**WHAT TO DO:** Update the items starting at their beginning and ending at the line containing "negative clicks: (305, 1197)", replacing "rough mask" with "coarse mask" and leaving everything else unchanged. Omit the pictures from your answer.

**Saved data entries:**
▼▼▼

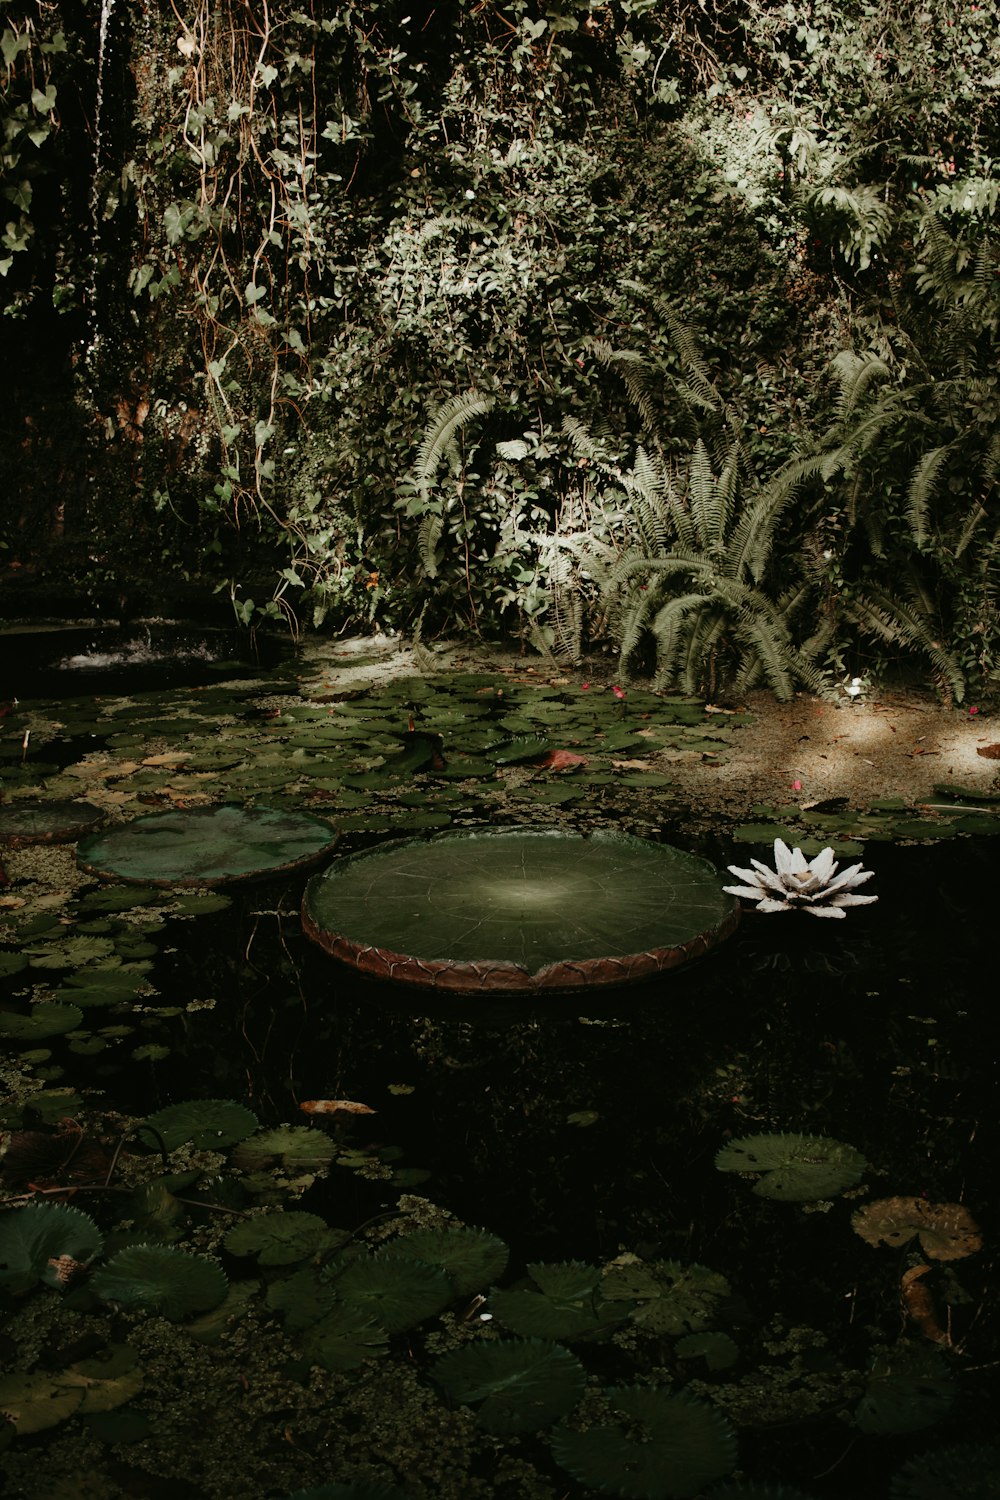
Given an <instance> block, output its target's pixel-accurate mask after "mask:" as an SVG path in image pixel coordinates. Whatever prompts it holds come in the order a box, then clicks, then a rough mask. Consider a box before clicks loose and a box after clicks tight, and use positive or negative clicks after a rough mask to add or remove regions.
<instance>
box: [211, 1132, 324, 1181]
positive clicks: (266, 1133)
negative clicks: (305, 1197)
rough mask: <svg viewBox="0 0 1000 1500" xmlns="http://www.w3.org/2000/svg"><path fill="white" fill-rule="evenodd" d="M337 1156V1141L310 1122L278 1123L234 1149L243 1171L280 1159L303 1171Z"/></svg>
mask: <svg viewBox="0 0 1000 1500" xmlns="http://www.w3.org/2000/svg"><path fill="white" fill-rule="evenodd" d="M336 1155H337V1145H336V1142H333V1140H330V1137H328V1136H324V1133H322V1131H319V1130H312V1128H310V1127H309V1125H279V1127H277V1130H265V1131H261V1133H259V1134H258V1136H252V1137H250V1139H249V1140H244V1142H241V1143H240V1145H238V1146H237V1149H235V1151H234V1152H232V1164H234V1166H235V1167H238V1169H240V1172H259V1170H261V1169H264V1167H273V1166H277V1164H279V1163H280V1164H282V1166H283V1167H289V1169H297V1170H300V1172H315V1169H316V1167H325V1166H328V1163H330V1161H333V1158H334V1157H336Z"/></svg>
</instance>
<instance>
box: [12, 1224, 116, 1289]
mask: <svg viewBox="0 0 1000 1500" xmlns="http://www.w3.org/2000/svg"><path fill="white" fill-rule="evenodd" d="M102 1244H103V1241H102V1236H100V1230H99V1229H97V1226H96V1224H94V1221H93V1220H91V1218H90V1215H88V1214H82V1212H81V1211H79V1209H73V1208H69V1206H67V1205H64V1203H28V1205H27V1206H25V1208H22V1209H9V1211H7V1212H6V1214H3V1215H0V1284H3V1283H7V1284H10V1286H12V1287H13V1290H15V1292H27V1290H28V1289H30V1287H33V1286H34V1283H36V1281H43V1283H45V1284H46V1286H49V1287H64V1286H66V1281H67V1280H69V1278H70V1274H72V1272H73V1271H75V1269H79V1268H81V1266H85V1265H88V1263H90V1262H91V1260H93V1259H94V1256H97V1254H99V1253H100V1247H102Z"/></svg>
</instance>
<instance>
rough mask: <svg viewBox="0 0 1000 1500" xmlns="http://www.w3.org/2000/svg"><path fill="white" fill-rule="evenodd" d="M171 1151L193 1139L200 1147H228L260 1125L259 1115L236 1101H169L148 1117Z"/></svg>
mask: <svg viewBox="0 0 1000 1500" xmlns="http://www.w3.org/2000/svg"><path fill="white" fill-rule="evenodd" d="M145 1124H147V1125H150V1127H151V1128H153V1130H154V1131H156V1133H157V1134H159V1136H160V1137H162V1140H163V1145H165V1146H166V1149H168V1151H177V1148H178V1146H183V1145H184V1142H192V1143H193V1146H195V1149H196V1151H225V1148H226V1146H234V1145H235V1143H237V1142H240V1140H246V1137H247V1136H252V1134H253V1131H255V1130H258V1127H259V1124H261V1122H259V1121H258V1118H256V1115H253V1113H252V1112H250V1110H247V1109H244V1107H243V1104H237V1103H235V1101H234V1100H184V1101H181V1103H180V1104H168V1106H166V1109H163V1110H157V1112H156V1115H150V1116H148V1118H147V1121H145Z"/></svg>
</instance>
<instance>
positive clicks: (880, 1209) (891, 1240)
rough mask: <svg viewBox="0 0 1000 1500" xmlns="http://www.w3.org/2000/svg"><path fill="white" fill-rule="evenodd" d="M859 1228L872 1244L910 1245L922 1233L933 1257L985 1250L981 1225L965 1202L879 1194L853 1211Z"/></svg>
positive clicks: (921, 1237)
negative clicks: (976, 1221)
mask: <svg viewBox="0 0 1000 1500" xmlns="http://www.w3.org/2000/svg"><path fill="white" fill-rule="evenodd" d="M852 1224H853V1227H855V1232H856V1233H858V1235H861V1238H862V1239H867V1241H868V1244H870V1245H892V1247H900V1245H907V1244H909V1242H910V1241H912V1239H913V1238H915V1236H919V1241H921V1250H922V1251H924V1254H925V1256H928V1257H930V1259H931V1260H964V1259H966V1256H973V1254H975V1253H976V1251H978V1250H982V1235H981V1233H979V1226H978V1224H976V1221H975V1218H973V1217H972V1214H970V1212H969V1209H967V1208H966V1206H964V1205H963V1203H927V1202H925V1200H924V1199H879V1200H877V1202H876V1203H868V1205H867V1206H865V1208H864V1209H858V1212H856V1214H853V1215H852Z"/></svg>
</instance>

▲▲▲

**RESPONSE TO THE TASK:**
Given an <instance> block, output its target's pixel-accurate mask after "mask:" as an SVG path in image pixel coordinates. Whatever prompts it holds come in the order a box, then clicks, then a coarse mask. Consider a box before clicks loose and a box after clicks tight, and use positive or negative clicks after a coarse mask to add or remove regions.
<instance>
box: [211, 1132, 324, 1181]
positive clicks: (266, 1133)
negative clicks: (305, 1197)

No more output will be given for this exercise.